[Records]
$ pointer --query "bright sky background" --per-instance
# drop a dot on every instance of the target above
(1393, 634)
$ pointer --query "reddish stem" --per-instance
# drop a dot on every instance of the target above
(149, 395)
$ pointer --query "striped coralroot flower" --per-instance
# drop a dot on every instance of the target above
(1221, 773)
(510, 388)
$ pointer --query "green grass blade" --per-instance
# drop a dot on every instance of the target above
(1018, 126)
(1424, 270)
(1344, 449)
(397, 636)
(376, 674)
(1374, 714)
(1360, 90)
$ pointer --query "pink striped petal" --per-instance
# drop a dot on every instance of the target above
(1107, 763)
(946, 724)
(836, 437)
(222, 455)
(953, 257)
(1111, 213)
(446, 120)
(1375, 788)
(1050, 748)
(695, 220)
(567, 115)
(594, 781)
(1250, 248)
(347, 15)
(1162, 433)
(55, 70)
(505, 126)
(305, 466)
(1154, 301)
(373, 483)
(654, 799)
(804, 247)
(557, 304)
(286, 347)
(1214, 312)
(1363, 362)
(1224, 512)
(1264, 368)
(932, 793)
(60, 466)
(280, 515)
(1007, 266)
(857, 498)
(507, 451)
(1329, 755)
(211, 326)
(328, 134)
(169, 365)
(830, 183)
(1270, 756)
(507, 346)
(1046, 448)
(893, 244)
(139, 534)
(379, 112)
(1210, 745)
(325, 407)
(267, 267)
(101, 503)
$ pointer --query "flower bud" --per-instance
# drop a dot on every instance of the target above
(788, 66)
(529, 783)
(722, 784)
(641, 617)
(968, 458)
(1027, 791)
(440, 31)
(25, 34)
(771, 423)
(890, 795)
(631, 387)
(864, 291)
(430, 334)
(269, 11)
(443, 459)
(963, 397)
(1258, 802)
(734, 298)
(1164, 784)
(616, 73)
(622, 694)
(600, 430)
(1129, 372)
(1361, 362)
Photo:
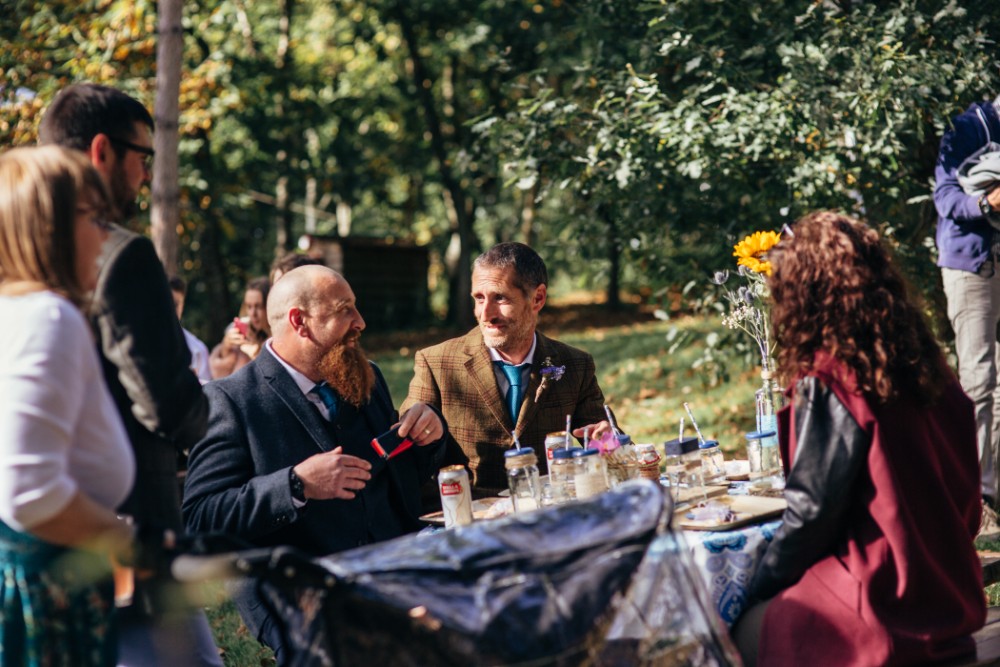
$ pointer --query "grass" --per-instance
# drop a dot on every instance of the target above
(643, 378)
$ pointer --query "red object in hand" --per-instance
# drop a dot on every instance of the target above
(390, 444)
(241, 326)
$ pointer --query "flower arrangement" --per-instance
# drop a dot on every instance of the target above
(550, 374)
(749, 308)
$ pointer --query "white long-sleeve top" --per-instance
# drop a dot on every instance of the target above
(59, 429)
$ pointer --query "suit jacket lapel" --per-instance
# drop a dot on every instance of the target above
(289, 393)
(480, 369)
(543, 352)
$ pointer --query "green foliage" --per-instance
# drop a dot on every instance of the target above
(743, 116)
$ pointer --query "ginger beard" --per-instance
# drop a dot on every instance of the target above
(346, 369)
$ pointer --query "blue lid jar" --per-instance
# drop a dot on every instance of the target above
(679, 447)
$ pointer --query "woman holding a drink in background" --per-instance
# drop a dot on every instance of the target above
(245, 337)
(65, 461)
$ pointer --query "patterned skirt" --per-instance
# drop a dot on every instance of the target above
(56, 605)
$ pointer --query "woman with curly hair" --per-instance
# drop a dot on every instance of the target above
(874, 562)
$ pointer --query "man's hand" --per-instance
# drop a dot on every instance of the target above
(421, 424)
(333, 475)
(596, 430)
(994, 199)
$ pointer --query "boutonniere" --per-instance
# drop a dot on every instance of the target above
(550, 374)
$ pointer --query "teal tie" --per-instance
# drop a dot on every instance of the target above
(329, 398)
(516, 392)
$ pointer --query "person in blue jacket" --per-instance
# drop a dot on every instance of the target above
(968, 242)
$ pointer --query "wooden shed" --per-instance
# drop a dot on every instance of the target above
(389, 278)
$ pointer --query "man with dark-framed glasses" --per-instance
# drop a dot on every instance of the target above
(145, 360)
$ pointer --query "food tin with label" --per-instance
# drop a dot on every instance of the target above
(456, 496)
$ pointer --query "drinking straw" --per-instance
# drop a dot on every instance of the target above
(611, 420)
(697, 430)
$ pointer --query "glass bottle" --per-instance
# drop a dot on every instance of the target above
(591, 477)
(522, 478)
(713, 467)
(683, 464)
(562, 474)
(769, 399)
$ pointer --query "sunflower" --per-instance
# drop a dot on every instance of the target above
(753, 249)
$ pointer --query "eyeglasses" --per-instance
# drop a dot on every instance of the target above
(145, 150)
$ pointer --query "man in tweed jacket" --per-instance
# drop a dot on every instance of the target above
(464, 378)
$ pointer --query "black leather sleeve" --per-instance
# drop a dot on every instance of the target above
(831, 452)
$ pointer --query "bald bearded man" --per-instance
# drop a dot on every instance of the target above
(287, 458)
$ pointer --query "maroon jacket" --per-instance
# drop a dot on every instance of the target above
(874, 563)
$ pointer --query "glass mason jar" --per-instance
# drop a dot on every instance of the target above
(562, 474)
(522, 479)
(649, 461)
(590, 478)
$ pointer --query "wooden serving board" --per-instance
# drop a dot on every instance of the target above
(748, 509)
(695, 495)
(480, 508)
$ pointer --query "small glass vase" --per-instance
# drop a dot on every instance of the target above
(769, 399)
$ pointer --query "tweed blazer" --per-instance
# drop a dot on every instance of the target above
(457, 377)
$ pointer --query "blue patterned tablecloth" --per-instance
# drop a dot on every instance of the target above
(727, 561)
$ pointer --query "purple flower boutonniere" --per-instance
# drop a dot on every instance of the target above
(550, 374)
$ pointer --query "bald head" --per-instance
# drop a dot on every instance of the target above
(302, 288)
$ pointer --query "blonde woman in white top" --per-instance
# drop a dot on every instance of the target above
(65, 461)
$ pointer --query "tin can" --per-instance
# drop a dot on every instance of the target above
(554, 441)
(649, 461)
(456, 496)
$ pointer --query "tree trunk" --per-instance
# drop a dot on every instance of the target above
(165, 213)
(614, 259)
(284, 155)
(528, 198)
(456, 201)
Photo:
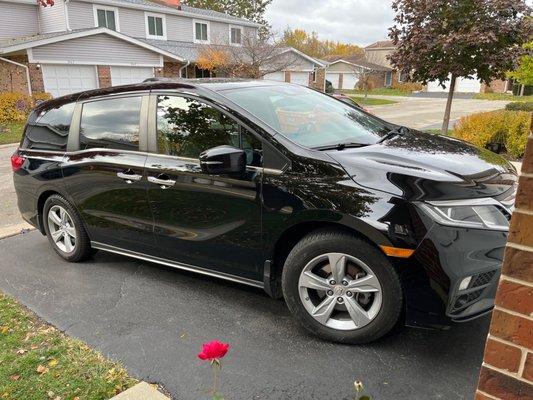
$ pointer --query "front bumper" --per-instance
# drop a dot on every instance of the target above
(443, 259)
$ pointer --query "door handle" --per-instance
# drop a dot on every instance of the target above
(129, 178)
(164, 183)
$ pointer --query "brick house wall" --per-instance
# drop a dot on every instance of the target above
(496, 86)
(13, 77)
(507, 370)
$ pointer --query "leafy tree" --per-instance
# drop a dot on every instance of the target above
(255, 58)
(441, 39)
(310, 44)
(524, 73)
(254, 10)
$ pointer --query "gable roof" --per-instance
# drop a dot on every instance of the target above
(381, 44)
(184, 10)
(28, 42)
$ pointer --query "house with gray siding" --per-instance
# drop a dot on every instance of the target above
(77, 45)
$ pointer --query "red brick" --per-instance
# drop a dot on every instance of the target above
(521, 230)
(515, 297)
(524, 199)
(502, 356)
(481, 396)
(503, 386)
(512, 328)
(518, 264)
(528, 368)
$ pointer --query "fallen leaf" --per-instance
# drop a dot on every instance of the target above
(42, 369)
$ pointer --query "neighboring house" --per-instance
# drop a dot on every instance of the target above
(303, 70)
(378, 53)
(78, 45)
(344, 72)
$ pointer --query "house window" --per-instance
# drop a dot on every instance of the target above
(106, 17)
(201, 73)
(201, 31)
(235, 35)
(155, 26)
(388, 79)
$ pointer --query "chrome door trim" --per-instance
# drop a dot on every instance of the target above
(173, 264)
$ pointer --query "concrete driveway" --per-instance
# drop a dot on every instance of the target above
(153, 319)
(10, 220)
(427, 113)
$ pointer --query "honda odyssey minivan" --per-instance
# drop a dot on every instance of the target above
(359, 224)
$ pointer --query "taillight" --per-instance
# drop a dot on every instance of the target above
(17, 161)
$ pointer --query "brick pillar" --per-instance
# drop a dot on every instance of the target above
(507, 370)
(104, 76)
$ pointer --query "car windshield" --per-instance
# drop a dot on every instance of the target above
(307, 117)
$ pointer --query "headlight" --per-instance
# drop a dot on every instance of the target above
(476, 213)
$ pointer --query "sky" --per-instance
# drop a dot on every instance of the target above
(359, 22)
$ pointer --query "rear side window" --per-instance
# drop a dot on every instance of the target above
(111, 124)
(186, 127)
(49, 130)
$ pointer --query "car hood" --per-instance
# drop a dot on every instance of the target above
(422, 166)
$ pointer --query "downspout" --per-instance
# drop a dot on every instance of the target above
(23, 66)
(65, 11)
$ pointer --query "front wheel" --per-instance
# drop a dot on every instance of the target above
(341, 288)
(65, 230)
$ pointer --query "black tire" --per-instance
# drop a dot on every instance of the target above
(322, 242)
(82, 247)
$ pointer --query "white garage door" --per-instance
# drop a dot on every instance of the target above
(349, 81)
(129, 75)
(60, 80)
(275, 76)
(300, 78)
(465, 85)
(334, 79)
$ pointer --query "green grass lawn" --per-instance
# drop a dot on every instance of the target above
(11, 133)
(371, 101)
(37, 362)
(379, 91)
(502, 96)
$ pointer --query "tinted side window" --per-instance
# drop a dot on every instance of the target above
(186, 127)
(49, 130)
(112, 124)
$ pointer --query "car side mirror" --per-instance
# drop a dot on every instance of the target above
(223, 160)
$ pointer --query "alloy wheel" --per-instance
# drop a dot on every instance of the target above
(62, 230)
(340, 291)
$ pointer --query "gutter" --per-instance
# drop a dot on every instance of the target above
(184, 67)
(23, 66)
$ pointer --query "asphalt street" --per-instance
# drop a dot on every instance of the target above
(154, 319)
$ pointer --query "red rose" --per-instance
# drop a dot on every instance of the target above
(213, 350)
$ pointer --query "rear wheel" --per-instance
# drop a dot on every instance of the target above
(341, 288)
(64, 229)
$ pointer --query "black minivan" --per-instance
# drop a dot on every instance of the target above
(356, 222)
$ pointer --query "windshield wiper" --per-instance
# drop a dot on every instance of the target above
(395, 132)
(341, 146)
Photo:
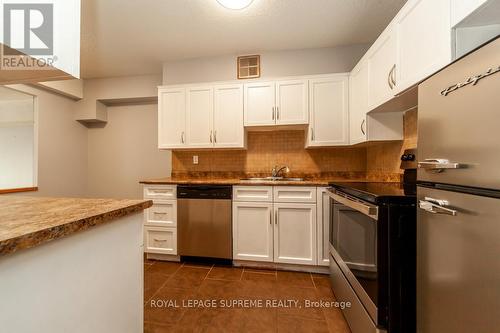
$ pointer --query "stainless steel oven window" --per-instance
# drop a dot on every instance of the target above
(354, 237)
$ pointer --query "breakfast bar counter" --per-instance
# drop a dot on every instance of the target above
(67, 260)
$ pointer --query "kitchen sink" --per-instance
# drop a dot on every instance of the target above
(273, 179)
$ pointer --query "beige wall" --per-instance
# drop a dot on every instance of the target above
(124, 152)
(274, 64)
(62, 146)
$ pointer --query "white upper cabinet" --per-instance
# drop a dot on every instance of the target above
(228, 116)
(292, 102)
(260, 104)
(381, 61)
(423, 39)
(329, 111)
(199, 117)
(171, 118)
(193, 117)
(358, 103)
(277, 103)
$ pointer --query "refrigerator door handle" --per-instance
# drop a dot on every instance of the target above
(438, 165)
(436, 206)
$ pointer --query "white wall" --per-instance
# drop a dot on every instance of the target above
(17, 145)
(273, 64)
(125, 151)
(62, 146)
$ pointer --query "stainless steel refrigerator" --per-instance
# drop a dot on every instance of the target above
(458, 220)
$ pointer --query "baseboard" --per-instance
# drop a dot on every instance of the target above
(281, 267)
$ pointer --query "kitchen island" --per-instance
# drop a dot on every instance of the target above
(71, 265)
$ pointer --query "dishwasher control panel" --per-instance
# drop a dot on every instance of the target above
(204, 192)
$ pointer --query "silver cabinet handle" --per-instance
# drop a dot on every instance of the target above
(390, 78)
(436, 206)
(389, 81)
(393, 76)
(438, 165)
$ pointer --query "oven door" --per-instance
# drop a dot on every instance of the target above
(353, 245)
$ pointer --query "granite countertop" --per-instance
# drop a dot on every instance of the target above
(237, 181)
(28, 222)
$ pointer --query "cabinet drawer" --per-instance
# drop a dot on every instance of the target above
(294, 194)
(163, 213)
(160, 240)
(253, 193)
(160, 192)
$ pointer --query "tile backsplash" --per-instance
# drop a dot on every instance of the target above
(267, 149)
(376, 161)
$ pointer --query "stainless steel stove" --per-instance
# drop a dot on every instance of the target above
(372, 251)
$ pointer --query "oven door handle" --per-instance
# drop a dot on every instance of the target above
(362, 207)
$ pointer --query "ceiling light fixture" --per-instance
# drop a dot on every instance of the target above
(235, 4)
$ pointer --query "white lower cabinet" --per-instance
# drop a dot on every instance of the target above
(323, 227)
(163, 213)
(160, 220)
(295, 233)
(253, 231)
(160, 240)
(275, 230)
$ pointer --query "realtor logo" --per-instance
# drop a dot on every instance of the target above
(29, 28)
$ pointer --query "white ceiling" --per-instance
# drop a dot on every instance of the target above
(131, 37)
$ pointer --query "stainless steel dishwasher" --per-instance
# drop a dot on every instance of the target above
(204, 220)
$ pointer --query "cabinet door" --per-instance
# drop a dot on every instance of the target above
(295, 233)
(199, 117)
(260, 104)
(381, 66)
(252, 231)
(228, 116)
(323, 228)
(329, 111)
(358, 103)
(423, 40)
(171, 118)
(292, 102)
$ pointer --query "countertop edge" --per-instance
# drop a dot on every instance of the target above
(40, 237)
(320, 183)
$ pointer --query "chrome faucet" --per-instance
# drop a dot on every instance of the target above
(275, 173)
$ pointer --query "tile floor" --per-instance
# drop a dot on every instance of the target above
(182, 283)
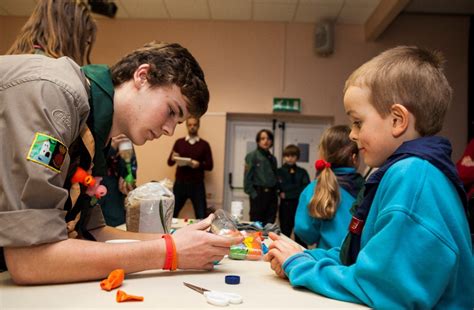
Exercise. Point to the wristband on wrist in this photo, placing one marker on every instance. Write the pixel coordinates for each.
(174, 262)
(171, 258)
(169, 252)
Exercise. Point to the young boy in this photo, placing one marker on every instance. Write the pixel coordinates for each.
(57, 118)
(291, 182)
(409, 244)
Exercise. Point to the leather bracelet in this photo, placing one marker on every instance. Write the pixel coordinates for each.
(169, 252)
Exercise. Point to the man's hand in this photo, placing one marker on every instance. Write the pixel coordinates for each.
(279, 251)
(199, 249)
(173, 155)
(125, 187)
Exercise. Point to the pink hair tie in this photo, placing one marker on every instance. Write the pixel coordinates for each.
(320, 164)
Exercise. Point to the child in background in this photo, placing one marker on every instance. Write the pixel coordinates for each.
(323, 213)
(291, 181)
(409, 244)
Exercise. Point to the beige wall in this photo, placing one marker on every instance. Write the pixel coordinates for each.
(247, 64)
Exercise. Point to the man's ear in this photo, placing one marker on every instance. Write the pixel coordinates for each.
(139, 76)
(400, 119)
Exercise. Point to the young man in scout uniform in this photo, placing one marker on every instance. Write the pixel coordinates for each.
(56, 119)
(260, 180)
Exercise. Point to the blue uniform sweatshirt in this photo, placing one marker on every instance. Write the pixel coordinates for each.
(416, 249)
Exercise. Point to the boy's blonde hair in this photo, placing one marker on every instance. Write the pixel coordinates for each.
(338, 149)
(412, 77)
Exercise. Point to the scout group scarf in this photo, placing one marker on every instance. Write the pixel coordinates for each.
(436, 150)
(352, 181)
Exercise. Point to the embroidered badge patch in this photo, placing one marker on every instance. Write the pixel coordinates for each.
(47, 151)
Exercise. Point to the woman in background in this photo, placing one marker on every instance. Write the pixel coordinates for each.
(58, 28)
[/Records]
Aim of the exercise.
Using the listing, collect all lines in which the string "tile" is found.

Answer space.
$ pointer --query "tile backsplash" --per-instance
$ pointer --query "tile floor" --per-instance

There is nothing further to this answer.